> **PASSAGE FOR REVIEW**:

=== Section Start ===

Go Back

Creamy High-Protein Garlic Beef Pasta

A macro-friendly creamy beef pasta with a silky roasted red pepper, tomato, and garlic sauce blended with cottage cheese or cream cheese for a high-protein comfort dinner perfect for meal prep.
Prep Time 20 minutes
Cook Time 40 minutes
Total Time 1 hour
Servings: 5 servings
Course: Dinner, Main Course
Cuisine: American, Italian-American
Calories: 480

Ingredients
  

  • 1 lb extra lean ground beef 5 to 10% fat
  • 8 oz protein pasta or whole-wheat pasta penne, shells, or fusilli; chickpea pasta for highest protein
  • 1 tsp olive oil
  • 2 red bell peppers de-seeded and chopped
  • 1 cup cherry tomatoes
  • 1 bulb of garlic top sliced off to expose cloves
  • 0.5 cup light cream cheese or low-fat cottage cheese cottage cheese blends smoother and adds more protein
  • 0.5 cup reserved pasta water as needed for sauce consistency
  • 2 tsp smoked paprika
  • 2 tsp dried Italian herbs
  • 1 tsp garlic powder
  • salt and black pepper to taste
  • 0.25 cup grated Parmesan cheese divided
  • fresh parsley chopped, for garnish

Equipment

  • Baking sheet with parchment paper
  • Large pot for pasta
  • Blender or food processor
  • large skillet

Method
 

  1. Preheat the oven to 400°F (200°C). Place the chopped bell peppers, cherry tomatoes, and garlic bulb cut-side up on a parchment-lined baking sheet. Drizzle with a small amount of oil and a pinch of salt. Roast for 25 to 30 minutes until the peppers are softened with charred edges and the tomatoes have burst.
  2. While the vegetables roast, cook the pasta in generously salted boiling water for 1 minute less than the package directions. Reserve at least 1 cup of starchy pasta water before draining. Set aside.
  3. Let the roasted vegetables cool for 2 to 3 minutes. Squeeze the softened garlic cloves from their skins into a blender. Add the roasted peppers, burst tomatoes, cream cheese or cottage cheese, and half the Parmesan. Blend until completely smooth, adding pasta water as needed to reach a pourable consistency.

=== Section End ===

> **WORK TASK 1**: Using the garlic beef pasta recipe, decide whether each statement agrees with it: (a) The recipe makes 5 servings. (b) The vegetables are roasted at 350°F. (c) The pasta is cooked 1 minute longer than the package directions. For each, answer yes or no and quote the deciding words.
> **WORK TASK 2**: Continue the garlic beef pasta recipe, picking up after its last step.

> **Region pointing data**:
=== Section Start ===

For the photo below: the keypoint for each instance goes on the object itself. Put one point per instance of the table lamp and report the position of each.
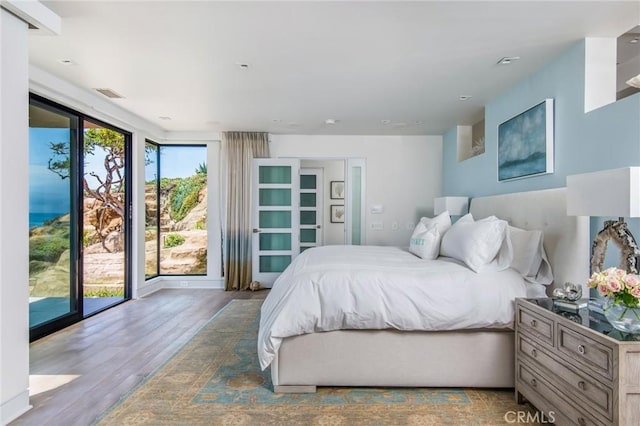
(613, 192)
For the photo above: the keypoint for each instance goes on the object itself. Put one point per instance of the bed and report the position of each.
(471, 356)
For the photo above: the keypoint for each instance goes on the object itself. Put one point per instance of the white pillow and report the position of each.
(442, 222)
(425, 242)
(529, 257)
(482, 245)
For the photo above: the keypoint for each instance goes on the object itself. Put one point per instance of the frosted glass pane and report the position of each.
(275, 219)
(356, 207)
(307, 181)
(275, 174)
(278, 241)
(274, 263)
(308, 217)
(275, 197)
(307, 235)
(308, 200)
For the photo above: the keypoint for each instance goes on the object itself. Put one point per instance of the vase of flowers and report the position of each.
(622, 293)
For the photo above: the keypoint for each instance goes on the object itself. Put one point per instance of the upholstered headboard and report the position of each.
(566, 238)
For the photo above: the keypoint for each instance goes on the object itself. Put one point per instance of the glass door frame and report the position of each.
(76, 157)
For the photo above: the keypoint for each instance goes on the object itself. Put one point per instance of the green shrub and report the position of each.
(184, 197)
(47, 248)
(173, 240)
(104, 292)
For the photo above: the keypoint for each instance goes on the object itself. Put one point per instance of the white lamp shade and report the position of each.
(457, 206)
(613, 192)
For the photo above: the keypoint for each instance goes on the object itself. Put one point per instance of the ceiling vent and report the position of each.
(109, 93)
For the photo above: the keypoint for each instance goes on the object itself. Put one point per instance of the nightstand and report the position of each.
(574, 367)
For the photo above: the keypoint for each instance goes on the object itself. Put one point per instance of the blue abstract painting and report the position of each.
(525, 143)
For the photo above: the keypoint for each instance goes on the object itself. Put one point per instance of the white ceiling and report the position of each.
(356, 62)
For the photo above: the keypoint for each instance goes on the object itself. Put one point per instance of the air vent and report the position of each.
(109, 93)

=== Section End ===
=== Section Start ===

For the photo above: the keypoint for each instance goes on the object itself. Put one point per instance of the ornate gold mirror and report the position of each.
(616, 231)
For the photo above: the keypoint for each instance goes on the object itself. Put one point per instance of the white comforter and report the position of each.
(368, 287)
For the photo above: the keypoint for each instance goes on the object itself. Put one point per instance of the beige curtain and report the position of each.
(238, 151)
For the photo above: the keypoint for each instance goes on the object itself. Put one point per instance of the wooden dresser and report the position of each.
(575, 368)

=== Section End ===

> **ANSWER SPACE 1**:
(a) Yes: "Servings: 5 servings"
(b) No: "Preheat the oven to 400°F (200°C)."
(c) No: "1 minute less than the package directions"

> **ANSWER SPACE 2**:
  4. In a large skillet over medium-high heat, cook the ground beef with the smoked paprika, Italian herbs, garlic powder, salt, and pepper, breaking into small crumbles, for 5 to 7 minutes until fully browned. Drain any excess fat.
  5. Reduce heat to low. Pour the blended sauce over the beef and stir to combine. Add the drained pasta and toss until every piece is evenly coated.
  6. Add reserved pasta water a tablespoon at a time if the sauce looks too thick or the pasta appears dry.
  7. Serve garnished with the remaining Parmesan and fresh chopped parsley. For meal prep, divide into five equal portions in airtight containers.

Notes

Cottage Cheese Texture: Blend for an extra 30 seconds and strain through a fine mesh sieve for a completely smooth sauce if any texture remains. Make-Ahead Sauce: Blend and refrigerate the roasted vegetable sauce for up to 4 days or freeze for up to 2 months. Protein Boost: Use chickpea-based pasta (Banza) for the highest protein count per serving. Estimated protein per serving is 35 to 45g depending on pasta type. Storage: Refrigerate in airtight containers for up to 4 days. Add a tablespoon of water or broth before reheating to loosen the sauce. Sauce Acidity Fix: Add a pinch of sugar or half a teaspoon of honey to the blended sauce if the tomatoes make it too sharp. Protein Alternatives: Ground turkey or chicken work as direct substitutes for the beef.